### THE PROBLEM
Say how many lines in the records contain "trim". The reply must consist of the number alone.

─── RECORDS ───

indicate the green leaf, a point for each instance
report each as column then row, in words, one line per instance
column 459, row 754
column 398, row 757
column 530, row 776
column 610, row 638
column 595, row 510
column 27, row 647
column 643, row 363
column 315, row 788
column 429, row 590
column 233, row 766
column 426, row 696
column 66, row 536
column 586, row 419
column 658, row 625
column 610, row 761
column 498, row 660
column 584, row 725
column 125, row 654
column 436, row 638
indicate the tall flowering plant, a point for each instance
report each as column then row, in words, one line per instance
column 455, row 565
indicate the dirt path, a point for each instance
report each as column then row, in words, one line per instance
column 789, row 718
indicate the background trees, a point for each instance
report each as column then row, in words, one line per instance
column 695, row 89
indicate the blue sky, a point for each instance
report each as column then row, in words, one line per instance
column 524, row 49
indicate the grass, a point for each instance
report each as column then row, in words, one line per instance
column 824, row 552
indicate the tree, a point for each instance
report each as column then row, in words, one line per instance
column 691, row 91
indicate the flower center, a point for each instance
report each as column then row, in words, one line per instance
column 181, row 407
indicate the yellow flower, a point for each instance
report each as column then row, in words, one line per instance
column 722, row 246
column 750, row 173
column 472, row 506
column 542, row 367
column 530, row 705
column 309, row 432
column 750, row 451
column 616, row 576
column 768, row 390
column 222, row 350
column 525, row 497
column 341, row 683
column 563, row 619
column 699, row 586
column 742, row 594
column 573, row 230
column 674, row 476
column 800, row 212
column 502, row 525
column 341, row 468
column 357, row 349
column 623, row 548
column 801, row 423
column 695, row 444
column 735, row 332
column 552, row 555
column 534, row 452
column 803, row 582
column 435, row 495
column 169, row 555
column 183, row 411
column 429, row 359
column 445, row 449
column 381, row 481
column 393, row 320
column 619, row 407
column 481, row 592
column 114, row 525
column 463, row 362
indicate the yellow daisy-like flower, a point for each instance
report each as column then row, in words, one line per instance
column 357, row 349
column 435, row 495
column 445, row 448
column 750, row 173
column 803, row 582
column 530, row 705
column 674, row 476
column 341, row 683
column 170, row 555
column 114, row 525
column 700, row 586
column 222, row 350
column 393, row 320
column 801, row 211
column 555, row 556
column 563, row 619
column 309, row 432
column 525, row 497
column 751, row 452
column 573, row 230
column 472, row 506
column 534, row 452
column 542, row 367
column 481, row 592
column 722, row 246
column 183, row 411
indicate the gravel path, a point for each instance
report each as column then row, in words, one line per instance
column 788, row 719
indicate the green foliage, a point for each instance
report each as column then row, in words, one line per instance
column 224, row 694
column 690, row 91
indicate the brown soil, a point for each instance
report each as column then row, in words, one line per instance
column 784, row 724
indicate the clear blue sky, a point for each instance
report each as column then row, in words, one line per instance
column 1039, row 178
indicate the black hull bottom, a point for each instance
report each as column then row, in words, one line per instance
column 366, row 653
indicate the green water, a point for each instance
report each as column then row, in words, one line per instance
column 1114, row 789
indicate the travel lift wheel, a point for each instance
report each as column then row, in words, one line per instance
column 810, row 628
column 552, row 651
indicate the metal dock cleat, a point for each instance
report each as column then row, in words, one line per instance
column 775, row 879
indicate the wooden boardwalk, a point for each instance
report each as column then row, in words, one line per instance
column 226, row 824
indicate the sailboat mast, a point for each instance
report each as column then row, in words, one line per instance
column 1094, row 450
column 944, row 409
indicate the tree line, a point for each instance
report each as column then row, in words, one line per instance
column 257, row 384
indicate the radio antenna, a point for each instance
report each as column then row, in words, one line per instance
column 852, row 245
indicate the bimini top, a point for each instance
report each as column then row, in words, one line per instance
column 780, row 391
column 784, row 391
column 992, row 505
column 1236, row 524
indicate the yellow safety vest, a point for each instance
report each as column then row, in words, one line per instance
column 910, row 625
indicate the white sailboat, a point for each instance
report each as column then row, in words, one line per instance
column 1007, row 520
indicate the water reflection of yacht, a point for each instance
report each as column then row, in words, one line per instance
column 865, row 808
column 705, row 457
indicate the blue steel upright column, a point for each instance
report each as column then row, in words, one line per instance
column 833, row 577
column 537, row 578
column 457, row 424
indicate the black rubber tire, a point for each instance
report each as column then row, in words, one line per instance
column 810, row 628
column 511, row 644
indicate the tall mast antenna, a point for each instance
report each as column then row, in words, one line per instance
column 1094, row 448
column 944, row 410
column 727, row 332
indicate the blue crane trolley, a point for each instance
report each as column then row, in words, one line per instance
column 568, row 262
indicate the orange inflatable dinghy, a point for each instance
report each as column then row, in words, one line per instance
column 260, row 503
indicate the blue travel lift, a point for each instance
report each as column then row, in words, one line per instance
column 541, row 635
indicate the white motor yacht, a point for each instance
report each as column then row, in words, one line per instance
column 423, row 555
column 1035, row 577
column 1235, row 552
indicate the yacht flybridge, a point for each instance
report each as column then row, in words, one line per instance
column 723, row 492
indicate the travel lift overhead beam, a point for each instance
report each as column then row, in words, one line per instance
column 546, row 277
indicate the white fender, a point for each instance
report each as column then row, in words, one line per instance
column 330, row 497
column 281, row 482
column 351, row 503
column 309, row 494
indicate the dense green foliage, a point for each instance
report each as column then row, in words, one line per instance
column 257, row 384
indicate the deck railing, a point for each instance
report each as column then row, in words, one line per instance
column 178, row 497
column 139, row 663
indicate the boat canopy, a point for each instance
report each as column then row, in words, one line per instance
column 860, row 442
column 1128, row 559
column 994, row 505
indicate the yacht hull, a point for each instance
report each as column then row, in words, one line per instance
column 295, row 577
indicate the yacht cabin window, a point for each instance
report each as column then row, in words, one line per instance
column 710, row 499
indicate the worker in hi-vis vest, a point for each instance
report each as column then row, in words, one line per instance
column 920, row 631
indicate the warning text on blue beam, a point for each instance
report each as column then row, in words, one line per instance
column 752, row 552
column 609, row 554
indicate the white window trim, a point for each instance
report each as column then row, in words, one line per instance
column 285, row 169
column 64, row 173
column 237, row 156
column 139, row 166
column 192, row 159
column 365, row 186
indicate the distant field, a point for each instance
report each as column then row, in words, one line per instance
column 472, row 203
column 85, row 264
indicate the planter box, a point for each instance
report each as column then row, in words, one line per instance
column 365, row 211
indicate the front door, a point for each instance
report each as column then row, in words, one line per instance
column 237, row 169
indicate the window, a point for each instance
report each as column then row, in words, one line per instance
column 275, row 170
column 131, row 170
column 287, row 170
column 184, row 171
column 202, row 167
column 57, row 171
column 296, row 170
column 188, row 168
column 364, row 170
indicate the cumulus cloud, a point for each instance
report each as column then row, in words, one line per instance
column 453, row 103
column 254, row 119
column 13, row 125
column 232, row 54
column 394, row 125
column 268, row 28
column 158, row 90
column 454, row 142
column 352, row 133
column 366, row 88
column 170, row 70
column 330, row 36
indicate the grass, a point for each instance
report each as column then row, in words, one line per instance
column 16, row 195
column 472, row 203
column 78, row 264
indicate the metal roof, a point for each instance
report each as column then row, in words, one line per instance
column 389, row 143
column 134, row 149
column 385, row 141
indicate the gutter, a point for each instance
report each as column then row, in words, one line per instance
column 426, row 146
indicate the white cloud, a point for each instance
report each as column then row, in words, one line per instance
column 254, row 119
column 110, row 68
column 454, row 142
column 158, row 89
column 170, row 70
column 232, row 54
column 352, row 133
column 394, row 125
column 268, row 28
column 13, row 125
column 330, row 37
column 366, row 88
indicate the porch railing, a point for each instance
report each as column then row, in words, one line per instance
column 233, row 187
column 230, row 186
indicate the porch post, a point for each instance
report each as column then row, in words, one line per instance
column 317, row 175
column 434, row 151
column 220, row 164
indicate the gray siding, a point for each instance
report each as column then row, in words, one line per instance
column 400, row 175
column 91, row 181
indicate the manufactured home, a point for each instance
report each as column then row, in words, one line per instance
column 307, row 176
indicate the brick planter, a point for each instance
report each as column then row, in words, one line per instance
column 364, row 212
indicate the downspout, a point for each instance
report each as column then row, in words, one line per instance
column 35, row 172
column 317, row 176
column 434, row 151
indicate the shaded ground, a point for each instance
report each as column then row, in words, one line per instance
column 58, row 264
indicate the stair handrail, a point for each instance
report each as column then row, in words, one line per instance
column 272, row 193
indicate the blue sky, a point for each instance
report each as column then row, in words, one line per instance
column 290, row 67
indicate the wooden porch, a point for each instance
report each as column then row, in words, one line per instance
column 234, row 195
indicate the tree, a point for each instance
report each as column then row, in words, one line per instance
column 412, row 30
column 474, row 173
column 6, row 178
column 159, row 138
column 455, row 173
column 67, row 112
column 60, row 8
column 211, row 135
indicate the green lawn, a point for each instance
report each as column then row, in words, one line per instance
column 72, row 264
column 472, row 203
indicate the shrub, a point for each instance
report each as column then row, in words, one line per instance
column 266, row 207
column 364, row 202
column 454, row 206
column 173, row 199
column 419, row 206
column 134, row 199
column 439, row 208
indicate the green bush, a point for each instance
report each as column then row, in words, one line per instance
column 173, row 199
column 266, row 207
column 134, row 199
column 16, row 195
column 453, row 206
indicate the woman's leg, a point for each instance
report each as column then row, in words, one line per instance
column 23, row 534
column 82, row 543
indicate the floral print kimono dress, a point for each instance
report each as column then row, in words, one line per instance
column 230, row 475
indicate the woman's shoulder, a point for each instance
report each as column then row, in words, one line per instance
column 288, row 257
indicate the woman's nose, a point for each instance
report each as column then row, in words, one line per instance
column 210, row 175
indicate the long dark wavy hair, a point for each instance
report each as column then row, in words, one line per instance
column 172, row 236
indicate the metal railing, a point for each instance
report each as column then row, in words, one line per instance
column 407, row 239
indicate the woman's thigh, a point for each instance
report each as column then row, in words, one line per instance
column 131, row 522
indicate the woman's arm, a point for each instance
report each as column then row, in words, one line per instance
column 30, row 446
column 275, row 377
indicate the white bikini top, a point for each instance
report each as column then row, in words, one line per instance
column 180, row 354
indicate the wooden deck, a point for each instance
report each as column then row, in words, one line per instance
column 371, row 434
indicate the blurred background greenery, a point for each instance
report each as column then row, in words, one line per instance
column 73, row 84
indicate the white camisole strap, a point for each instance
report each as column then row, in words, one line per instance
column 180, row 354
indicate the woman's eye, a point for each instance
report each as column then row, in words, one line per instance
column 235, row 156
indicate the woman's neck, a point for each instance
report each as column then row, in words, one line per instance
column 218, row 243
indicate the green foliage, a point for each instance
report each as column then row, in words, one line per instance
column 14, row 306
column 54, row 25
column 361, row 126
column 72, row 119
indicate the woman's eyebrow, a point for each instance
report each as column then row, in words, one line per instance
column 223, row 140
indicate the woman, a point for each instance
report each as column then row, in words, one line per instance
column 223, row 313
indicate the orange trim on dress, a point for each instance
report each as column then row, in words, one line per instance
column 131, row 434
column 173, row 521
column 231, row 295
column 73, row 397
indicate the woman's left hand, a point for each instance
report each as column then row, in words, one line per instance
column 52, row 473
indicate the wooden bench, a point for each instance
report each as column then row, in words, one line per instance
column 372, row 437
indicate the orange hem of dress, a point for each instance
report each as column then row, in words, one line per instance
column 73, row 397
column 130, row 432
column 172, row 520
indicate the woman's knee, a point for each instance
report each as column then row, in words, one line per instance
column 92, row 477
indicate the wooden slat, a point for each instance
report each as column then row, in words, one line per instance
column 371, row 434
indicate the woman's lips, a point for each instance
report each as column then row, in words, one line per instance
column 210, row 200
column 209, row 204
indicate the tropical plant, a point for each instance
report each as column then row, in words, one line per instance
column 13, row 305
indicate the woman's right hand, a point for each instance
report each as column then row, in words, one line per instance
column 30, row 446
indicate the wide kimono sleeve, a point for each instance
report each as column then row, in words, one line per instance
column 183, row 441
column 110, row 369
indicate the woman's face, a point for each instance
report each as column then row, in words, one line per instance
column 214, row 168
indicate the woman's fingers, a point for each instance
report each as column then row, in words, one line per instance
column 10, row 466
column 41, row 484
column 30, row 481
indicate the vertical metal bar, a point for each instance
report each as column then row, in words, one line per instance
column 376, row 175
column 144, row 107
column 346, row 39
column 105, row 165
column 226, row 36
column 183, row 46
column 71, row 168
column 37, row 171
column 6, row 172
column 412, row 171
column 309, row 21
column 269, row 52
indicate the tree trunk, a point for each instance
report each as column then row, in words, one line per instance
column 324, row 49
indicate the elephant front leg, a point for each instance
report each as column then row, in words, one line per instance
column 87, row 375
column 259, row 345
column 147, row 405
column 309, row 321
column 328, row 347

───

### SOLUTION FOR THIS EXERCISE
2